▶ _DIRECTIONS FOR THIS TASK_
All the records that follow need to be reproduced exactly. Omit the images.

▶ _EXERCISE INPUTS_
►

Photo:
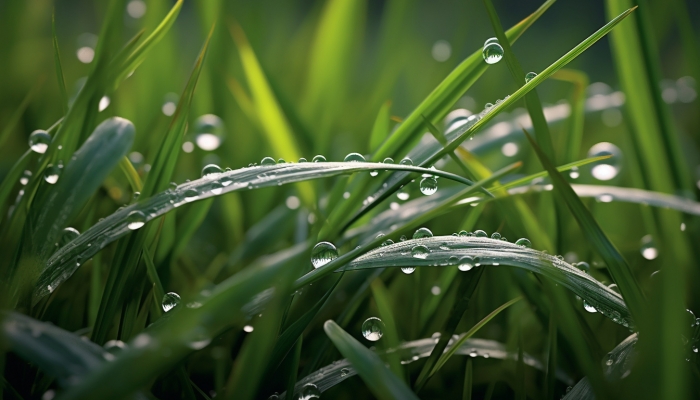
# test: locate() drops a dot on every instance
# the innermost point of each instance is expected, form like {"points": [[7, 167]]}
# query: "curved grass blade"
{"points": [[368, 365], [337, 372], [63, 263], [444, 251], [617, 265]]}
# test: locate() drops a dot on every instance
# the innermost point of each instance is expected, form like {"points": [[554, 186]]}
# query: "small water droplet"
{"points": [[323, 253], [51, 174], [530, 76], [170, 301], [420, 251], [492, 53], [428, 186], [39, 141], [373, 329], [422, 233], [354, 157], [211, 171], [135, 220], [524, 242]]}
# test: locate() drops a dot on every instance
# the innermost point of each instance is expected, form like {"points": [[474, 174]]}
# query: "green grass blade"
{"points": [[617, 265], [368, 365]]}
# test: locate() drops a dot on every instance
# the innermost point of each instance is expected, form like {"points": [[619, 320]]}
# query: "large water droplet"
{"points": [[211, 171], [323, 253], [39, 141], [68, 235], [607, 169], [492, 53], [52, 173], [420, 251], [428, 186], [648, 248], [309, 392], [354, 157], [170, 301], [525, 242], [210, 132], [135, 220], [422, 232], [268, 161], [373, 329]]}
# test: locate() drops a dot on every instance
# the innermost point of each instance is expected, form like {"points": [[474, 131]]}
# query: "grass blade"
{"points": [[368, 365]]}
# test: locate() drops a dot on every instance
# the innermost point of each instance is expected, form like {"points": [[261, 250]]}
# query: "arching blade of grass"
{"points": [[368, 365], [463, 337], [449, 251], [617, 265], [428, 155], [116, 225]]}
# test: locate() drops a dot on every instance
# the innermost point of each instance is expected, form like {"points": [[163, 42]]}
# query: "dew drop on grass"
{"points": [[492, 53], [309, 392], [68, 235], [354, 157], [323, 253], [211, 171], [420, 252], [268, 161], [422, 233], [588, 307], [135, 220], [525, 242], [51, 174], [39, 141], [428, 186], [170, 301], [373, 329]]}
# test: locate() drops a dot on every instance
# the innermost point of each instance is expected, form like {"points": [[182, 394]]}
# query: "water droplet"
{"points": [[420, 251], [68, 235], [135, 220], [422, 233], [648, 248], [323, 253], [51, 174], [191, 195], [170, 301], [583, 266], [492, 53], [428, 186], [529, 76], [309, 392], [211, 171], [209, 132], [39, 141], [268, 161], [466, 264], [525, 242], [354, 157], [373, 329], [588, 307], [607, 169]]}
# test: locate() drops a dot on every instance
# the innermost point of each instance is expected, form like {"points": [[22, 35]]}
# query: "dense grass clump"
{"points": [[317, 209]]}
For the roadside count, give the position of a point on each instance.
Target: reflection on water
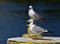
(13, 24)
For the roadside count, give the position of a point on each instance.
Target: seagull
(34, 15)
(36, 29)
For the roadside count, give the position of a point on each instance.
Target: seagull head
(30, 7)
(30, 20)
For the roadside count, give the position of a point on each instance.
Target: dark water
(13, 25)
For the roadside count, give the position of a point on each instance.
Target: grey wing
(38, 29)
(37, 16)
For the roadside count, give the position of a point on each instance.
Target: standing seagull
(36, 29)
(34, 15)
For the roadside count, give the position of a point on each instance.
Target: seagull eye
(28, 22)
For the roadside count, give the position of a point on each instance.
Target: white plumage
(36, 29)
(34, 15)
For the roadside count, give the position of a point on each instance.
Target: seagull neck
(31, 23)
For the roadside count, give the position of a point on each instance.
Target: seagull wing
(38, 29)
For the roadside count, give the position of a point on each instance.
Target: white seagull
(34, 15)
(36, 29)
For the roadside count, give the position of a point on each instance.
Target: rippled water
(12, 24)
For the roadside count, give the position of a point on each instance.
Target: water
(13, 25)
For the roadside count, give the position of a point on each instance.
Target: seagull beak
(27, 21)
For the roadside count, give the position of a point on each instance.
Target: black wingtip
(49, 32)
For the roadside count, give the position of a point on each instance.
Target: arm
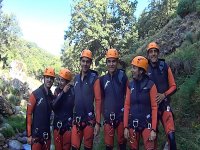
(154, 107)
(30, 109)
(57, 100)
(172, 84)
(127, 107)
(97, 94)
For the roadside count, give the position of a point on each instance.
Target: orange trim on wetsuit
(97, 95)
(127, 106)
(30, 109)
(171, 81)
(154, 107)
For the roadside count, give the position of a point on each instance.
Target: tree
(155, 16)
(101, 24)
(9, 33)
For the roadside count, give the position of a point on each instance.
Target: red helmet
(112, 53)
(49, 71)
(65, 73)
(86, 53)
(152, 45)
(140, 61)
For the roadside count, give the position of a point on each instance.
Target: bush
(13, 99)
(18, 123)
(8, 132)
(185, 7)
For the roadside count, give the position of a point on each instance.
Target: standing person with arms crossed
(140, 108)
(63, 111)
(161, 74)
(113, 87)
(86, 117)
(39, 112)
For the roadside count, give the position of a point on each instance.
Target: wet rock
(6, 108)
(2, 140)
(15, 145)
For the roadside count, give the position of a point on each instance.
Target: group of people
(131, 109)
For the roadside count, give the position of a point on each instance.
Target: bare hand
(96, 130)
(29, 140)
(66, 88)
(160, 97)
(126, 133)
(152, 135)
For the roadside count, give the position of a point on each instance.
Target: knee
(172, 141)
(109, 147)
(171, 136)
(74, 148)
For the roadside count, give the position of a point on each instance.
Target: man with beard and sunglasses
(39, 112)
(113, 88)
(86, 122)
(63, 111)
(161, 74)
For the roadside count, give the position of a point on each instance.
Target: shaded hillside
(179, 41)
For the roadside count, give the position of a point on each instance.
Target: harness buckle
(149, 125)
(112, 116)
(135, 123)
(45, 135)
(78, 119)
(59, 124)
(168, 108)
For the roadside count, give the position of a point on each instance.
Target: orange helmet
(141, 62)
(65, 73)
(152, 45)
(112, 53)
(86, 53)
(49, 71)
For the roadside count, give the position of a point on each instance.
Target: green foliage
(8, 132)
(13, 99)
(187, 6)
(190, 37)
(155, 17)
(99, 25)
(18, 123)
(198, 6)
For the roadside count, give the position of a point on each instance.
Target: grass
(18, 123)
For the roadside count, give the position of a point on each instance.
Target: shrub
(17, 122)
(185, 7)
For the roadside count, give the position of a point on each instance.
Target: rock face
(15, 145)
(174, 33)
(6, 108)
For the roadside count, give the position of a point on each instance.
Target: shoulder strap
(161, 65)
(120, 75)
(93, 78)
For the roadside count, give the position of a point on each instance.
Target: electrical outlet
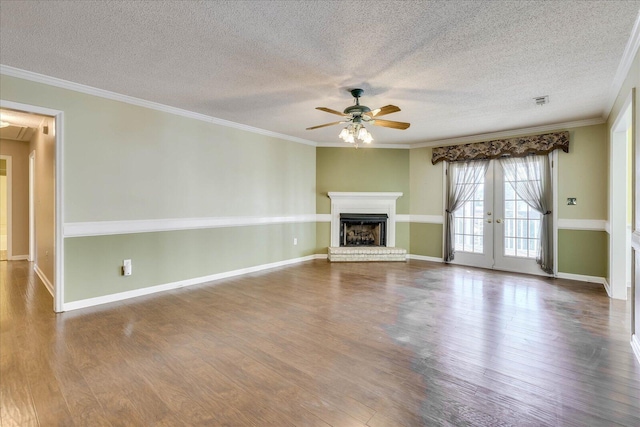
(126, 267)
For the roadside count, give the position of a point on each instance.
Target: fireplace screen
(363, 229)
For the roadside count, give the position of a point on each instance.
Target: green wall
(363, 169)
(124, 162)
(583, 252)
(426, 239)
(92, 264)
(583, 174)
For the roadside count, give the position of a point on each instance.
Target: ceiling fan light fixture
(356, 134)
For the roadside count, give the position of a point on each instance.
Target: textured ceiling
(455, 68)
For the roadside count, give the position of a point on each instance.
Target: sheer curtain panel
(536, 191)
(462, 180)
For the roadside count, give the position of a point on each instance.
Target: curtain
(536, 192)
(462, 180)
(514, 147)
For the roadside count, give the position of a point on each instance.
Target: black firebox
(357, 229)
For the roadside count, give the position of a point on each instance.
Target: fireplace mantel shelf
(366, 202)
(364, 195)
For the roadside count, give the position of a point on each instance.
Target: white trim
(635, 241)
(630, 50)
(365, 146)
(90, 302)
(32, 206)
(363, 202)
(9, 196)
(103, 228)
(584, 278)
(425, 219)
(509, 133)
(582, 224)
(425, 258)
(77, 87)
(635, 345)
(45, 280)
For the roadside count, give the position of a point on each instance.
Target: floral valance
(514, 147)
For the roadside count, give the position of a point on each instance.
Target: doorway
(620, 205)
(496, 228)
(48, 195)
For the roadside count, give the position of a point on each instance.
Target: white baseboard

◄

▶ _RESULT FOR THIS EXERCISE_
Photo:
# test: locate() drops a dot on every instance
# the innermost point of each instance is expected, form like {"points": [[7, 167]]}
# query: "curved grass blade"
{"points": [[368, 365], [337, 372], [63, 263], [444, 251], [617, 265]]}
# test: locate() drops a dot on every instance
# the innermost point of each instance is expected, form like {"points": [[554, 186]]}
# query: "small water droplet"
{"points": [[323, 253], [51, 174], [530, 76], [170, 301], [420, 251], [492, 53], [428, 186], [39, 141], [373, 329], [422, 233], [354, 157], [211, 171], [135, 220], [524, 242]]}
# test: locate() drops a dot on every instance
# the innermost point of each instance is expected, form like {"points": [[474, 174]]}
# query: "green grass blade"
{"points": [[617, 265], [368, 365]]}
# test: locate() drops a dot on every instance
# the innermost point of each instance is expected, form like {"points": [[619, 320]]}
# query: "large water droplet"
{"points": [[211, 171], [323, 253], [39, 141], [68, 235], [607, 169], [492, 53], [52, 173], [420, 251], [428, 186], [648, 248], [309, 392], [354, 157], [170, 301], [525, 242], [210, 132], [135, 220], [422, 232], [268, 161], [373, 329]]}
# test: locate() drops a dot on every instance
# the innermost point of each instance is expected, form like {"points": [[474, 131]]}
# query: "grass blade"
{"points": [[368, 365]]}
# test: locate() drops a dot on every instance
# the innermost point of each instance is expected, form like {"points": [[261, 250]]}
# query: "arching blade of grass"
{"points": [[368, 365], [463, 337], [449, 251], [617, 265], [428, 155], [116, 225]]}
# test: locate() drops a dot on every instance
# the innermost point of each instance is expected, form like {"points": [[163, 42]]}
# query: "dew drop on grass"
{"points": [[492, 53], [309, 392], [68, 235], [354, 157], [323, 253], [211, 171], [420, 252], [268, 161], [422, 233], [588, 307], [135, 220], [525, 242], [51, 174], [39, 141], [428, 186], [170, 301], [373, 329]]}
# test: locate() drops a dot on every instance
# the innermost point of each instance is expected, form like {"points": [[182, 394]]}
# query: "water droplet"
{"points": [[420, 251], [68, 235], [135, 220], [422, 233], [648, 248], [323, 253], [51, 174], [191, 195], [170, 301], [583, 266], [492, 53], [428, 186], [529, 76], [309, 392], [211, 171], [209, 132], [39, 141], [268, 161], [466, 264], [525, 242], [354, 157], [373, 329], [588, 307], [607, 169]]}
# test: locate() drops a dot on every instance
# the innermost point of each instance is expected, form like {"points": [[22, 35]]}
# query: "dense grass clump"
{"points": [[317, 209]]}
For the roadside count, give the position of a point on each instance.
Target: reflection on water
(13, 24)
For the roadside count, give the position of a point on each instance.
Target: seagull
(34, 15)
(36, 29)
For the roadside count, give the position of a point on each instance.
Target: seagull head
(30, 7)
(30, 20)
For the roadside count, give the position of a point on each instance.
Target: dark water
(13, 25)
For the roadside count, give the position of a point on each instance.
Target: grey wing
(38, 29)
(37, 16)
For the roadside count, give the position of a point on each instance.
Target: standing seagull
(36, 29)
(34, 15)
For the roadside count, give the position of a point on each instance.
Target: seagull eye
(28, 22)
For the roadside count, give the position of a point on each instance.
Target: white plumage
(36, 29)
(34, 15)
For the roadside count, give the position of a point on each instance.
Target: seagull neck
(31, 23)
For the roadside count, give the position of a point on each instance.
Target: seagull wing
(38, 29)
For the roadside count, give the position of a point on each instance.
Target: white seagull
(34, 15)
(36, 29)
For the roadside count, give the position of a point on each instance.
Target: rippled water
(12, 24)
For the roadside count, give the position of a point on each instance.
Target: water
(13, 25)
For the roadside count, give the position of a point on each instance.
Target: seagull beak
(27, 21)
For the roadside count, give the position of a point on each instance.
Target: black wingtip
(49, 32)
For the roadside count, give the position of a point on each instance.
Target: arm
(154, 107)
(30, 109)
(57, 100)
(172, 84)
(127, 107)
(97, 94)
For the roadside count, give the position of a point on each instance.
Target: orange trim on wetsuit
(97, 95)
(127, 106)
(30, 109)
(171, 81)
(154, 107)
For the roadside count, give the position of a point on each instance.
Target: tree
(155, 16)
(101, 24)
(9, 33)
For the roadside count, give the position of a point on each instance.
Target: red helmet
(112, 53)
(49, 71)
(65, 73)
(86, 53)
(152, 45)
(140, 61)
For the roadside count, give the position of a point on each instance.
Target: bush
(13, 99)
(18, 123)
(8, 132)
(185, 7)
For the roadside count, give the position of a point on each instance.
Target: standing person with arms crossed
(140, 108)
(63, 111)
(161, 74)
(113, 87)
(86, 117)
(39, 112)
For the roadside count, give the position of a point on each instance.
Target: wet rock
(6, 108)
(2, 140)
(15, 145)
For the roadside count, give the position of a point on each instance.
Target: group of people
(131, 109)
For the roadside count, give the position of a point on each instance.
Target: bare hand
(96, 130)
(29, 140)
(66, 88)
(160, 97)
(126, 133)
(152, 135)
For the roadside count, give the position of a point on each instance.
Target: knee
(172, 141)
(109, 147)
(171, 136)
(74, 148)
For the roadside count, give the position of a point on each instance.
Target: man with beard and sunglasses
(39, 112)
(113, 88)
(86, 122)
(63, 111)
(161, 74)
For the roadside count, give the position of a point on each instance.
Target: shaded hillside
(179, 41)
For the roadside count, give the position of a point on each instance.
Target: harness buckle
(149, 125)
(112, 116)
(135, 123)
(45, 135)
(78, 119)
(59, 124)
(168, 108)
For the roadside count, give the position of a point on each instance.
Target: orange helmet
(141, 62)
(65, 73)
(152, 45)
(112, 53)
(86, 53)
(49, 71)
For the roadside count, give the position of a point on each instance.
Target: green foliage
(8, 132)
(13, 99)
(187, 6)
(190, 37)
(155, 17)
(99, 25)
(18, 123)
(198, 6)
For the roadside count, give the position of a point on each instance.
Target: grass
(18, 123)
For the roadside count, give the position of a point on each instance.
Target: shrub
(17, 122)
(185, 7)
For the roadside count, give the position of a point on each instance.
Target: rock face
(15, 145)
(174, 33)
(6, 108)
For the roadside count, give the position of a point on each instance.
Target: shoulder strap
(161, 65)
(120, 75)
(93, 78)
For the roadside count, give the position of a point on each instance.
Target: electrical outlet
(126, 267)
For the roadside count, give the position of a point on each instance.
Target: fireplace screen
(363, 229)
For the roadside count, give the position of a point on each instance.
Target: green wall
(363, 169)
(124, 162)
(583, 252)
(426, 239)
(92, 264)
(583, 174)
For the roadside count, give the position of a point on each instance.
Target: ceiling fan light fixture
(356, 134)
For the roadside count, give the position of a point on each instance.
Target: textured ceiling
(455, 68)
For the roadside count, give the position of a point on each instance.
Target: sheer curtain panel
(536, 191)
(462, 180)
For the roadside count, give the position of a point on each instance.
Target: curtain
(536, 192)
(462, 180)
(514, 147)
For the roadside count, give the position of a point on each instance.
Target: black firebox
(357, 229)
For the roadside count, give the position of a point on each instance.
Target: fireplace mantel shelf
(366, 202)
(364, 195)
For the roadside count, give the position of a point on each instance.
Target: white trim
(635, 241)
(630, 50)
(365, 146)
(90, 302)
(32, 206)
(363, 202)
(9, 196)
(103, 228)
(584, 278)
(425, 219)
(509, 133)
(582, 224)
(425, 258)
(77, 87)
(635, 345)
(45, 280)
For the roadside count, give the position of a point on each instance.
Target: floral valance
(514, 147)
For the roadside count, give the position of a point on each instance.
Target: doorway
(620, 205)
(496, 228)
(48, 195)
For the roadside count, give the position of a point on each instance.
Target: white baseboard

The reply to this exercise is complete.